[TASK OBJECTIVE]: Repeat the lines that follow, leaving nothing out.
-------- RECORDS PROVIDED
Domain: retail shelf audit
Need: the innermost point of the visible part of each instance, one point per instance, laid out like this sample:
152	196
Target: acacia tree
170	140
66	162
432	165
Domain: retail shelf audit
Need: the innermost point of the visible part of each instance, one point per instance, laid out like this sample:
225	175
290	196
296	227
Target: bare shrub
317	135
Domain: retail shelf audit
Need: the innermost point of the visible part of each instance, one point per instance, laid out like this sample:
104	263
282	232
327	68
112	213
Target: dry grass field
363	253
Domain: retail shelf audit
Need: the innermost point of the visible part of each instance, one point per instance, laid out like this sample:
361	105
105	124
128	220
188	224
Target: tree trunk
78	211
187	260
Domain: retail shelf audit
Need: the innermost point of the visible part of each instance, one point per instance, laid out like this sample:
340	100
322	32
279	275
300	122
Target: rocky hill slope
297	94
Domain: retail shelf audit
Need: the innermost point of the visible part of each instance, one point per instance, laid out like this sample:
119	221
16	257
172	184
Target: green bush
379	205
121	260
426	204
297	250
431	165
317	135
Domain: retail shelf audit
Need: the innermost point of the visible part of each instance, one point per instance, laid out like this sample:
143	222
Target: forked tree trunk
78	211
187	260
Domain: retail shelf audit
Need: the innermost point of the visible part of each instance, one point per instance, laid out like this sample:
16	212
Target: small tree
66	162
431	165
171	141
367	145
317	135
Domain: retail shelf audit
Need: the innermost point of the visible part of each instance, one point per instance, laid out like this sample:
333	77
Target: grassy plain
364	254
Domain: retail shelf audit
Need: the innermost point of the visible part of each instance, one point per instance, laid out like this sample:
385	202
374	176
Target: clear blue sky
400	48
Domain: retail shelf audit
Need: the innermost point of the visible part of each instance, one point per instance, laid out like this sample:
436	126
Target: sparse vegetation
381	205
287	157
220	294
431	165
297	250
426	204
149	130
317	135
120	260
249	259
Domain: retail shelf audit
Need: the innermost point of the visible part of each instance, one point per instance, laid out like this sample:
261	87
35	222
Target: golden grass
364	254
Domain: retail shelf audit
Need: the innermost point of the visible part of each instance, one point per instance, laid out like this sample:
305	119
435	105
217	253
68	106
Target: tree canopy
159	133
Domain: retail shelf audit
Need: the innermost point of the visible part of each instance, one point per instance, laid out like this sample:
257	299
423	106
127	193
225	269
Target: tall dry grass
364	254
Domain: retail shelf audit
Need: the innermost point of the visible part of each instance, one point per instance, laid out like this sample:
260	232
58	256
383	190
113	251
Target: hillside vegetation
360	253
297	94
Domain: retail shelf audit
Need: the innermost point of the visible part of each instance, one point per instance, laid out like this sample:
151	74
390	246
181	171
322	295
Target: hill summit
----------------
[FINISHED TASK]:
Domain: retail shelf audit
Need: the innermost point of the visible part of each instance, one point per instance, laid out like this sample:
152	196
Target: acacia tree
170	140
66	162
432	165
Domain: retail shelf audit
Need: the innermost point of the visible part of each instance, one point per instance, laid out like this sample:
225	175
290	196
296	227
Target: bare shrub
317	135
Domain: retail shelf audit
Need: the innermost point of the visible part of each instance, one point per instance, laid out like this sample:
104	263
282	232
327	68
112	213
Target: dry grass field
363	253
Domain: retail shelf audit
Need: the innermost point of the visible part of each instance, one point per instance, laid out like this sample:
361	105
105	124
128	220
188	224
Target: tree trunk
78	211
187	260
Domain: retail shelf audit
Need: the innermost point of the visible part of each instance, one point per instance, laid out like this sample:
340	100
322	32
279	275
300	122
Target: rocky hill slope
297	94
Domain: retail shelf audit
Need: the innermost point of the visible part of each instance, one point per instance, laid out like this sample:
119	221
16	257
172	184
Target: green bush
379	205
121	260
426	204
297	250
431	165
317	135
Domain: retail shelf audit
Need: the innermost point of the visible part of each instance, one point per instance, laid out like this sample:
143	222
Target: forked tree trunk
78	211
187	260
Domain: retail shelf audit
Need: the innermost point of the visible part of each instance, one point per instance, laid out like this sample:
16	212
Target: small tree
66	162
431	165
171	141
367	145
317	135
Domain: retail shelf audit
Need: the innermost point of the visible part of each instance, one point per instance, laid out like this sample:
333	77
Target: grassy plain
364	254
Domain: retail shelf audit
Need: the innermost point of the visible part of each instance, one point per instance, laid out like this sample:
385	202
374	176
Target: clear blue sky
400	48
Domain: retail shelf audit
Need: the innermost point of the visible part of each instance, one point per instance, laid out like this sample:
436	126
Target: sparse vegetation
381	205
287	157
220	294
431	165
297	250
426	204
149	130
317	135
120	260
249	259
Domain: retail shelf audit
Need: the innermost point of the visible part of each instance, one point per instance, laid out like this sample:
261	87
35	222
Target: golden grass
364	254
Domain: retail shelf audit
Need: the innermost point of the visible part of each instance, one point per instance, laid out like this sample:
305	119
435	105
217	253
68	106
Target: tree canopy
159	133
Domain: retail shelf audit
Need: the innermost point of the visible part of each instance, one point per instance, laid out like this sample:
257	299
423	106
127	193
225	269
Target: tall dry grass
364	254
Domain: retail shelf audit
Need: the innermost point of the visible part of each instance, one point per instance, laid out like this sample:
260	232
58	256
383	190
113	251
Target: hillside vegetation
360	253
297	94
Domain: retail shelf audit
Need: the innermost point of the visible part of each instance, one point per instance, laid out like this sample:
151	74
390	246
181	171
322	295
Target: hill summit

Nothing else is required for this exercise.